THE INPUT:
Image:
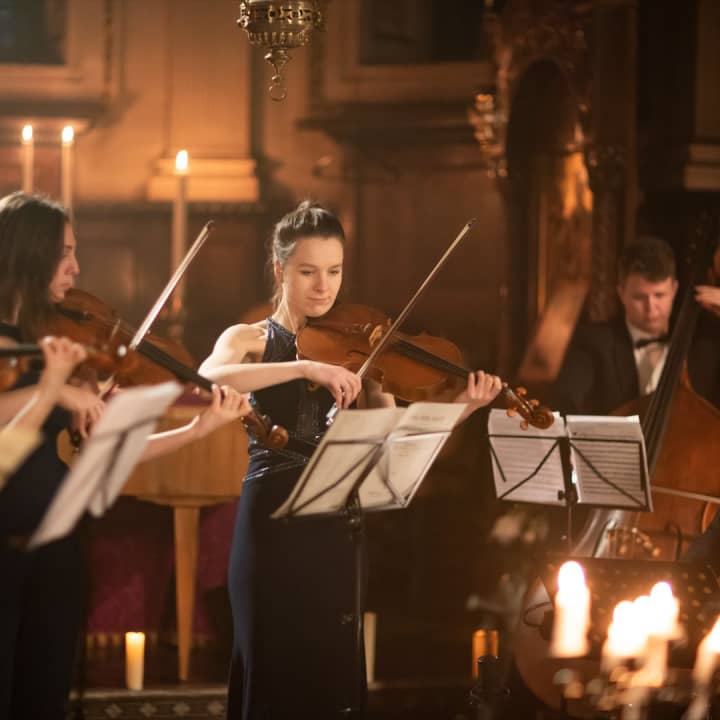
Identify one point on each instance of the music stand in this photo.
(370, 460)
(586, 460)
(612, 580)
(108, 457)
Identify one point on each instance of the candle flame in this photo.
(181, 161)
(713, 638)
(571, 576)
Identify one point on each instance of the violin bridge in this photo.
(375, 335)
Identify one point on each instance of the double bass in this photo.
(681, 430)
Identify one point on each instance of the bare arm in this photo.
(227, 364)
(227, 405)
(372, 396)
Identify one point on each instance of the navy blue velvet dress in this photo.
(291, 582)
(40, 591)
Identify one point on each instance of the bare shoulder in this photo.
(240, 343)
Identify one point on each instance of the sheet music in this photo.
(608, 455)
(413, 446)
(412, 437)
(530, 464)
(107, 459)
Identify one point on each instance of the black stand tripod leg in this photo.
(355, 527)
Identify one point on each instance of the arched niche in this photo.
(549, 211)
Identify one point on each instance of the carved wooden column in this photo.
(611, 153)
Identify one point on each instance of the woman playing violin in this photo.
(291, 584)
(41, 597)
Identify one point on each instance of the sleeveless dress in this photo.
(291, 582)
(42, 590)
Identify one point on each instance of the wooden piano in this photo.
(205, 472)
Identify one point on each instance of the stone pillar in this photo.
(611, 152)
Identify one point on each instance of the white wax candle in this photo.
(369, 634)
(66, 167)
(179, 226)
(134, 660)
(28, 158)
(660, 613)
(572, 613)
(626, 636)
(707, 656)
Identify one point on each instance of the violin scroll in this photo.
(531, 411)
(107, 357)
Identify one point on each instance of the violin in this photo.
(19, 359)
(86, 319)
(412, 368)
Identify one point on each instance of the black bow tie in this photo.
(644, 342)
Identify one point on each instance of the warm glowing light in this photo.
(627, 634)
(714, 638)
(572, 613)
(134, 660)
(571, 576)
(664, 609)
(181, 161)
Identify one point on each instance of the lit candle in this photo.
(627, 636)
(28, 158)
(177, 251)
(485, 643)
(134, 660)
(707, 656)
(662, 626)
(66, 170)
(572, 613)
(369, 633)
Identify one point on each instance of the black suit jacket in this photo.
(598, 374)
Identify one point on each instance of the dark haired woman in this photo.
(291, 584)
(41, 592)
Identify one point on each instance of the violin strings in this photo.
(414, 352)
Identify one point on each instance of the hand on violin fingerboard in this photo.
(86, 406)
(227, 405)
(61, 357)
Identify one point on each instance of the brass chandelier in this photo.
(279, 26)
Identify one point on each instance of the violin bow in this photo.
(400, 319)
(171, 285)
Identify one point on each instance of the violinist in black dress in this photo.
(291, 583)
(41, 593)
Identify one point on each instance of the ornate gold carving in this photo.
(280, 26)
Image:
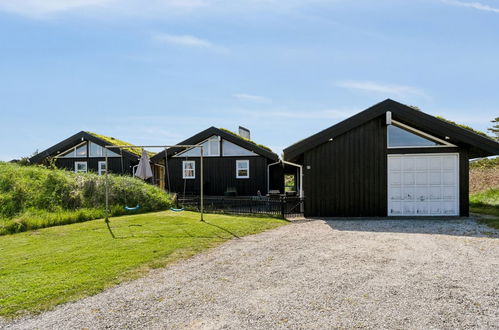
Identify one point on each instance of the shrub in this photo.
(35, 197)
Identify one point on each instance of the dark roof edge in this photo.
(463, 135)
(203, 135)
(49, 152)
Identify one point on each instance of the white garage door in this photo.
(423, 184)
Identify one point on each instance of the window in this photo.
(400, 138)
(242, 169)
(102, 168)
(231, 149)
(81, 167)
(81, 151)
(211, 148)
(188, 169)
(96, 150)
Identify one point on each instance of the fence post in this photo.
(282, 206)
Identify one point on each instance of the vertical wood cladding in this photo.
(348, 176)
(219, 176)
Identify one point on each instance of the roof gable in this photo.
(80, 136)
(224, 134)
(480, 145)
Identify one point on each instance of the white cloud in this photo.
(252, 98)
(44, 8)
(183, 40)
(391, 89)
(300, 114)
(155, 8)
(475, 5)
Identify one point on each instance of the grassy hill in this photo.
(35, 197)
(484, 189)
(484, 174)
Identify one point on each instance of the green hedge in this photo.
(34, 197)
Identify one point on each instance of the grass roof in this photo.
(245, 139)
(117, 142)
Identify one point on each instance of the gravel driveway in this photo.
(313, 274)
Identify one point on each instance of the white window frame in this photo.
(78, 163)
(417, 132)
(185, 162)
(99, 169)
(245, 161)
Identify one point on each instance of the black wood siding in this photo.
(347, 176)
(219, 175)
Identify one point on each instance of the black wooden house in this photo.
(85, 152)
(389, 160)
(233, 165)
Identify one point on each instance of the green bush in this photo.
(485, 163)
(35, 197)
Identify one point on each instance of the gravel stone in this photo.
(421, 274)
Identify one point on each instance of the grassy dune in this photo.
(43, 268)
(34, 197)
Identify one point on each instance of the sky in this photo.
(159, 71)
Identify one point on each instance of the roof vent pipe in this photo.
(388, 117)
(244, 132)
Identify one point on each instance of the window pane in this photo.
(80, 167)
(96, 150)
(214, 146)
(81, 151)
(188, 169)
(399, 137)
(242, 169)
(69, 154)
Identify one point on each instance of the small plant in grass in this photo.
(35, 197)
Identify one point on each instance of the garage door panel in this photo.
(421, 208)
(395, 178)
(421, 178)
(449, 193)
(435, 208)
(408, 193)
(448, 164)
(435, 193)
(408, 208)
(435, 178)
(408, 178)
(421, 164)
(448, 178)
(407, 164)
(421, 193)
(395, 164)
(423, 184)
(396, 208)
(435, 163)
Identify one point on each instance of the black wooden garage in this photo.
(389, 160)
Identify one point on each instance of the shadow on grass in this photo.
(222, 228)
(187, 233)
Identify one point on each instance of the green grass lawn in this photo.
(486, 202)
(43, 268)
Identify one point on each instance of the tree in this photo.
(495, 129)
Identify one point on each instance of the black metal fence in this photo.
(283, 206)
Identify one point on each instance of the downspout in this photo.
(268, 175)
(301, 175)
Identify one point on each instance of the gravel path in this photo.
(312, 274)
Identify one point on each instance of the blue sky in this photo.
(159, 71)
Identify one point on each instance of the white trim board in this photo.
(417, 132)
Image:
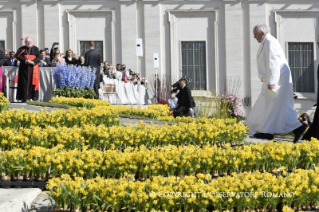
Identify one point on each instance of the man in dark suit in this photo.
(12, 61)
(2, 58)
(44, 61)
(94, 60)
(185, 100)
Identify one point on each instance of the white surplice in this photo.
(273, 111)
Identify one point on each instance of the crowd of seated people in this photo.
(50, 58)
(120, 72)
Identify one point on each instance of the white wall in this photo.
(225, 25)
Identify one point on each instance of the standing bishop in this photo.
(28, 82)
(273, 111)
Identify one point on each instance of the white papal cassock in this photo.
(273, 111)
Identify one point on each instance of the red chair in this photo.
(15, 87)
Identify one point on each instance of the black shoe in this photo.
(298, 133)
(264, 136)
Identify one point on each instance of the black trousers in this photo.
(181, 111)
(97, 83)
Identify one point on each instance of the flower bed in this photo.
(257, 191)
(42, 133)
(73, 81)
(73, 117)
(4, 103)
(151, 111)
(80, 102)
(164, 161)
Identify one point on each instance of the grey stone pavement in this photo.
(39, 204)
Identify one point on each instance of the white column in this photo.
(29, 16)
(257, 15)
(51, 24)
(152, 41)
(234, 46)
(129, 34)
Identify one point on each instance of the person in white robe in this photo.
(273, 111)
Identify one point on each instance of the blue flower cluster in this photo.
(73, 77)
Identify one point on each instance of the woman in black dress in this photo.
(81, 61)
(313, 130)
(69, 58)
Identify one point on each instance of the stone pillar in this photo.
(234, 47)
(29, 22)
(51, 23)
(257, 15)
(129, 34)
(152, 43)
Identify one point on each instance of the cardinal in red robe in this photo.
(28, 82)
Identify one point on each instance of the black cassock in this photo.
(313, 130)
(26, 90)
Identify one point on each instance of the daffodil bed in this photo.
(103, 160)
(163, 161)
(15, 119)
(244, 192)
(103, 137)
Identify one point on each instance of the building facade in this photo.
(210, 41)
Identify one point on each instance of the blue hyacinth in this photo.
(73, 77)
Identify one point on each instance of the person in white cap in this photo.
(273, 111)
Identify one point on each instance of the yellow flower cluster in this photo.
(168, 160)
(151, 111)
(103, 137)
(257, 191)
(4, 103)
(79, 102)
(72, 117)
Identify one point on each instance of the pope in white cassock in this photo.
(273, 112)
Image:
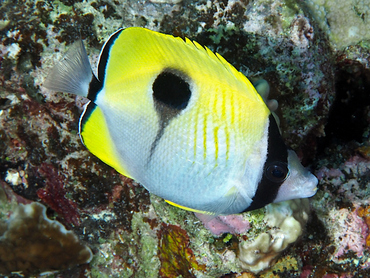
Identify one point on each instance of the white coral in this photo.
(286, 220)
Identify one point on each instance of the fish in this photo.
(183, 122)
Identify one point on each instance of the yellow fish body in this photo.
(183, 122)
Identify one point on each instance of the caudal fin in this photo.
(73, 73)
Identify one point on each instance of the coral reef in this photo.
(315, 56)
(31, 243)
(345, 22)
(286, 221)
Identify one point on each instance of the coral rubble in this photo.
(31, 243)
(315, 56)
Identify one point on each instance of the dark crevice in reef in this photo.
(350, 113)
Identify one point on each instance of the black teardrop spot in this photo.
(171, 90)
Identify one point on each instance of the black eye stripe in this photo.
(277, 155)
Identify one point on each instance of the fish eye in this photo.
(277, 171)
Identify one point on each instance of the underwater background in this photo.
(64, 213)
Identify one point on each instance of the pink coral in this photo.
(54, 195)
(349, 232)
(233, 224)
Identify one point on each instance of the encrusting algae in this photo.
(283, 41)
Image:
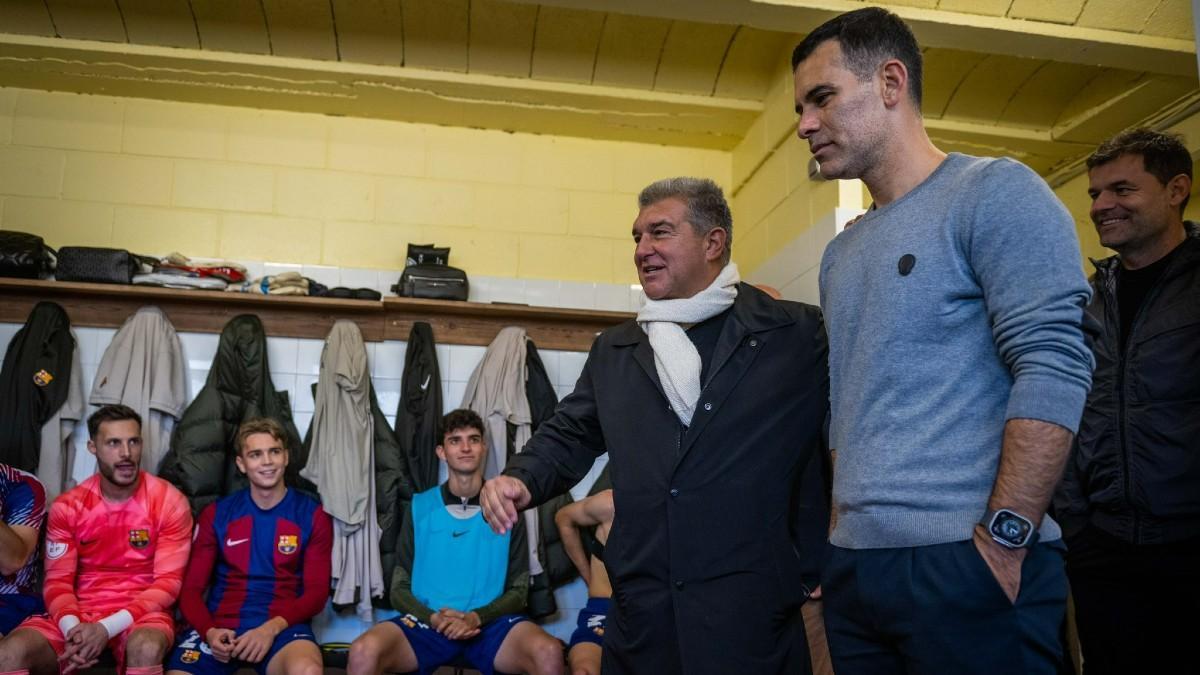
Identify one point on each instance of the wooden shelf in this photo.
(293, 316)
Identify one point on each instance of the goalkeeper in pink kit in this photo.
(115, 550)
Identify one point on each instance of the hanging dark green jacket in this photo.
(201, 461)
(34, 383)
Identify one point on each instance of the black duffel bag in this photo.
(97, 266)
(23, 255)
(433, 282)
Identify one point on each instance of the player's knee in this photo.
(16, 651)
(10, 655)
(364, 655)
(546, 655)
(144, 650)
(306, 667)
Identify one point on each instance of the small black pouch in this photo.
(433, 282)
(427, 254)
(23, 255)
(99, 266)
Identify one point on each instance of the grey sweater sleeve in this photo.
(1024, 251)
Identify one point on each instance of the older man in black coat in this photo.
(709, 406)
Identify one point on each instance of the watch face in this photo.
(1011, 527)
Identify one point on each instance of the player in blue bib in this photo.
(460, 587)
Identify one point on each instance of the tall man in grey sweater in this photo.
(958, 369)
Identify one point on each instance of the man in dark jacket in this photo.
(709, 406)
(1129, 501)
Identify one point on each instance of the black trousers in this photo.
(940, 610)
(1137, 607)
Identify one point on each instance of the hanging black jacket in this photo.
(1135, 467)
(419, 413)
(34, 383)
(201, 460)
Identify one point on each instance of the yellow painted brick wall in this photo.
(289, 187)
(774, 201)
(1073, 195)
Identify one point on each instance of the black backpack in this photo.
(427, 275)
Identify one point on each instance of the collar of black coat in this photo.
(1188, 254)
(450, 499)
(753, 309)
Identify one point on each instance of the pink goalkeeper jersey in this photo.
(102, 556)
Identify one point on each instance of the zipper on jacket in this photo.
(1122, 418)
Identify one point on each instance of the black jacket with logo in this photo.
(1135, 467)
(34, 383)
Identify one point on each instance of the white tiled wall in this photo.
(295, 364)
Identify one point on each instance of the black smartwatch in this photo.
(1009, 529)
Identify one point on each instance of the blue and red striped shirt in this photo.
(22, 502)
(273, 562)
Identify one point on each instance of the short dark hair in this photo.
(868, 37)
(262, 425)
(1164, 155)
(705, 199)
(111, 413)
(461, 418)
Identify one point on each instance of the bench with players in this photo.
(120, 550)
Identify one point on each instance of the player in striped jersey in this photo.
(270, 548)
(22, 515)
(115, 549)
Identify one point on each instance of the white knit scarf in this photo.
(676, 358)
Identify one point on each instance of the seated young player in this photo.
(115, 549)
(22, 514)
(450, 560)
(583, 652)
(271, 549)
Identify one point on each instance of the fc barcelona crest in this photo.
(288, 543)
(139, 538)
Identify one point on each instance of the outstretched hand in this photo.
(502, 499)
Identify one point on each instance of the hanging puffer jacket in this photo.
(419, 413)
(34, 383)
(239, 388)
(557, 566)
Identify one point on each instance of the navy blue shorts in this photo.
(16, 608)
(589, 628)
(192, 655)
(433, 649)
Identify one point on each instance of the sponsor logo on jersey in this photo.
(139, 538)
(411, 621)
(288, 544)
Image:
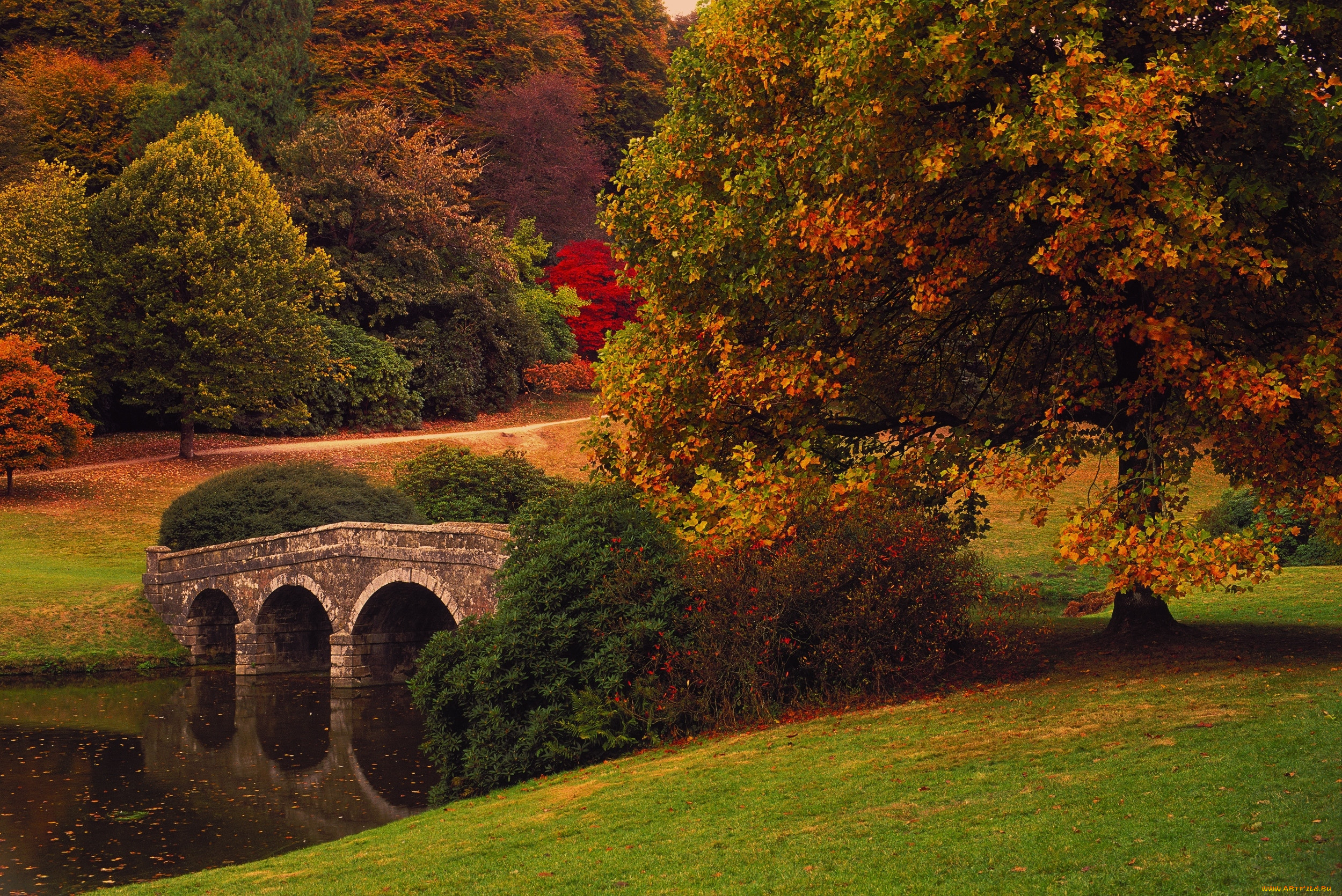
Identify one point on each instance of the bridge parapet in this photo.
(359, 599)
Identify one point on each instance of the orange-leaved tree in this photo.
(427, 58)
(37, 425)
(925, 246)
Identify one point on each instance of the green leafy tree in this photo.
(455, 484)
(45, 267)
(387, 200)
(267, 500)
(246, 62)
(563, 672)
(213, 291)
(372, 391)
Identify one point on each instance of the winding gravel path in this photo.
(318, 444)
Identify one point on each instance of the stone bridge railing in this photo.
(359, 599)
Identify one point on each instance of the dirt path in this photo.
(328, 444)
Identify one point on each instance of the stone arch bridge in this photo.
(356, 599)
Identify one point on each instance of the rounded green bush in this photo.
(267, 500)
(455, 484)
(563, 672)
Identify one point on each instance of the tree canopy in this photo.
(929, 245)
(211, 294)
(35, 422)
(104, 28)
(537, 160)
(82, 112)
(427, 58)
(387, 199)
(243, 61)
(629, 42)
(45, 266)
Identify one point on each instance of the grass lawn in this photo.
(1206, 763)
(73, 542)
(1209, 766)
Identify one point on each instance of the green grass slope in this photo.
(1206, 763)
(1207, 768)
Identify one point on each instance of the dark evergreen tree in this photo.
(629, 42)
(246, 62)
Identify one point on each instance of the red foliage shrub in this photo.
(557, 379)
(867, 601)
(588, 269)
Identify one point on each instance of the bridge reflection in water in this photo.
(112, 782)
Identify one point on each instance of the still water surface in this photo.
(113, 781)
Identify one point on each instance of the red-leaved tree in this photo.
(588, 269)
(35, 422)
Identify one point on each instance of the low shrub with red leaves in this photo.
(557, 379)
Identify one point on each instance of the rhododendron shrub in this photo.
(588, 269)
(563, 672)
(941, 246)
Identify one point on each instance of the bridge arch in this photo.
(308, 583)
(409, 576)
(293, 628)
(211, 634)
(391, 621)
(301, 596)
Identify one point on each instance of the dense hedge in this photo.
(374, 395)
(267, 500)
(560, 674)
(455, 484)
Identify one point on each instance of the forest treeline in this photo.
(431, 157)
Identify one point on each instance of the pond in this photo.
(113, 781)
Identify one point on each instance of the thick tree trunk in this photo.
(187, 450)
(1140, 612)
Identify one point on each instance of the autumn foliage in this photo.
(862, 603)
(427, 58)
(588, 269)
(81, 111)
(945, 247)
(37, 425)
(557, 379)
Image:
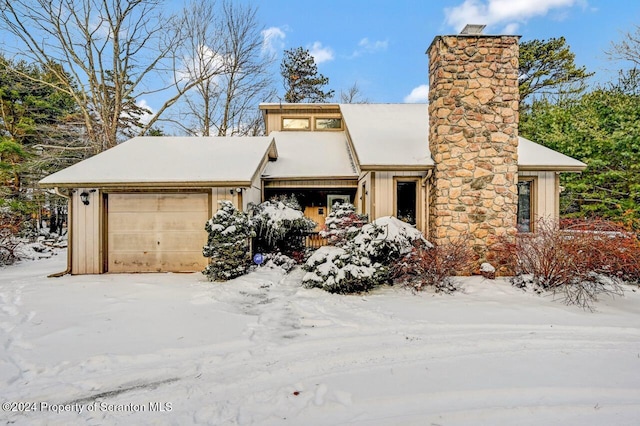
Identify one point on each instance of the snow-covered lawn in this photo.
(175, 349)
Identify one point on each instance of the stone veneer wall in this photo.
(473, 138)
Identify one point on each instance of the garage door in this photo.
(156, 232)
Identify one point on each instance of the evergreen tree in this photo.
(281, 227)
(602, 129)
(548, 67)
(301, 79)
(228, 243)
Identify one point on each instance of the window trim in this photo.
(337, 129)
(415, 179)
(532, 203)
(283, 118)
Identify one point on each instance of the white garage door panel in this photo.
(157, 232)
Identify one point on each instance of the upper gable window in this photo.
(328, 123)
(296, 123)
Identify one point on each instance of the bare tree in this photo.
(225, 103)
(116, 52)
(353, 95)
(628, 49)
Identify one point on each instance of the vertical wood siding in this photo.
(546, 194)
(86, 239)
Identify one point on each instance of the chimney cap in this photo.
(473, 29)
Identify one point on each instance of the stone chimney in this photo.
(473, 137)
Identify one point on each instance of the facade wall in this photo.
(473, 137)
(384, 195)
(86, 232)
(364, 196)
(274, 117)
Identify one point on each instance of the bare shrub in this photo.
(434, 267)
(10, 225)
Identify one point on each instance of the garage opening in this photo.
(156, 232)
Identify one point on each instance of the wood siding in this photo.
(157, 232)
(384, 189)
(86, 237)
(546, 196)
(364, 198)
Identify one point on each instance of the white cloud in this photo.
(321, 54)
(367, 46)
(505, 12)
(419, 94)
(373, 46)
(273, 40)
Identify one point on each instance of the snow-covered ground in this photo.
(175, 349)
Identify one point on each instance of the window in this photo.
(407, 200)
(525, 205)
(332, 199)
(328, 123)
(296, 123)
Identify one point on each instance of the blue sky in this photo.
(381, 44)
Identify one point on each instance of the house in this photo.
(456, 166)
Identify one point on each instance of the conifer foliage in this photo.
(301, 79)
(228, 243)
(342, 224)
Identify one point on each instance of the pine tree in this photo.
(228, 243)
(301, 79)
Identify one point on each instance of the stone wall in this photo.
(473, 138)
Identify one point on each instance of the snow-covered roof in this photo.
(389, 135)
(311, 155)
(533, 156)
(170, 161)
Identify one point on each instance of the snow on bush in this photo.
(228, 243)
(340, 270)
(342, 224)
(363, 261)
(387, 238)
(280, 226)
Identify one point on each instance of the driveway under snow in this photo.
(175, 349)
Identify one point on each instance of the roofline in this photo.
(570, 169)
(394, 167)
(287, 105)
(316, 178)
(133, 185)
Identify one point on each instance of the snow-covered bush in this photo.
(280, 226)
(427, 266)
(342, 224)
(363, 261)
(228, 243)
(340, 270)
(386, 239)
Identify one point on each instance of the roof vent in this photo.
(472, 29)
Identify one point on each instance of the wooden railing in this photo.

WHAT IS EXPECTED:
Quote the lines of the listing above that run from the line with "Identify one point on each instance of the driveway" through its last line, both included, and nothing else.

THE OUTPUT:
Identify one point on each instance of the driveway under snow in this photo.
(175, 349)
Identify one point on each instance of the roofline in this photo.
(570, 169)
(394, 167)
(287, 105)
(316, 178)
(133, 185)
Identify one point on each instance of the snow-covered bush in this photo.
(280, 226)
(427, 266)
(342, 224)
(363, 261)
(228, 243)
(340, 270)
(386, 239)
Identify one point on each instance of the roof vent in this photo.
(472, 29)
Identify one point on each instance of the wooden railing in this photo.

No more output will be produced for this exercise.